Preferably, the body of the stove is heated by the combustion process and by heat extracted from the combustion products. Preferably substantially the whole body of the stove is made of fired refractory material, preferably the same material used for the firebox.
Preferably, the body mass of the stove provides a source of radiated heat from the surface of the stove. The body mass of the stove may also provide a source of convected heat by heat exchange with air flowing over the outer surface of the stove.
The outer surface of the stove may be configured to enhance heat exchange with the air. For example, the surface may be profiled to increase the area exposed to the air. Alternatively or additionally, one or more flow passageways may be provided within the body for air to flow through and be heated.

* **Provided data**
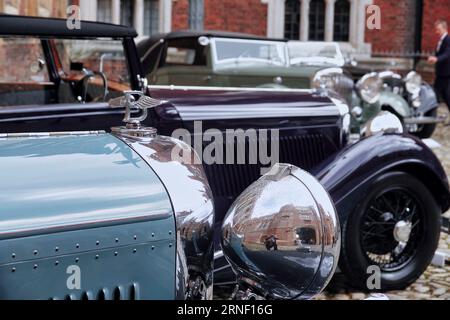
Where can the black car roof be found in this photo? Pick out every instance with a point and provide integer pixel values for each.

* **Problem statement**
Please write the next part of the passage on the stove body, picking up right after its final sentence. You won't need the lines for any of this.

* **Answer below**
Preferably, the body mass of the stove provides a source of heat for heating a heat exchange fluid via ducting fitted to a heat exchange unit located within a part of the body of the stove outside the combustion chamber so that combustion efficiency is not materially affected. For example, the heat exchange unit may comprise a refractory carbide “hot box” fitted to the stove.
Thus, the body mass may be used to heat air to provide a supply of warm air for space heating in the room of a building in which the stove stands or in other parts of the building.
Alternatively or additionally, the body mass may be used to heat water to provide a supply of hot water for washing or space heating, for example hot water circulating in a hot water or central heating system.
The heat extracted in this way may add to the overall heat output of the stove so as to improve further heating efficiency of the stove.
In another arrangement, the heat exchange fluid may be heated by heat exchange with the combustion products, preferably within the body mass of the stove.
According to another aspect of the present invention, there is provided combustion apparatus for a solid fuel comprising a stove including baffling for mixing air with combustion products within a combustion chamber.
The baffling may be configured to direct the flow of air to mix with the combustion products towards the lower end and/or the upper end of the combustion chamber.
The apparatus may comprise any of the features of the previous aspect of the invention.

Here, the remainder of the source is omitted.